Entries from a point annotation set
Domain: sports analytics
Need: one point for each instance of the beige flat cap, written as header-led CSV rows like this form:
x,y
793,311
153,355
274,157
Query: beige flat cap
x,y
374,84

Work required:
Rewrite every line of the rows, putting "gray" wherever "beige" occurs and leaving everything else untouched.

Answer to this task:
Domain: sports analytics
Need: one point for each instance of the gray flat cap, written as header-led CSV rows like this form:
x,y
793,311
153,355
274,157
Query: gray flat cap
x,y
374,84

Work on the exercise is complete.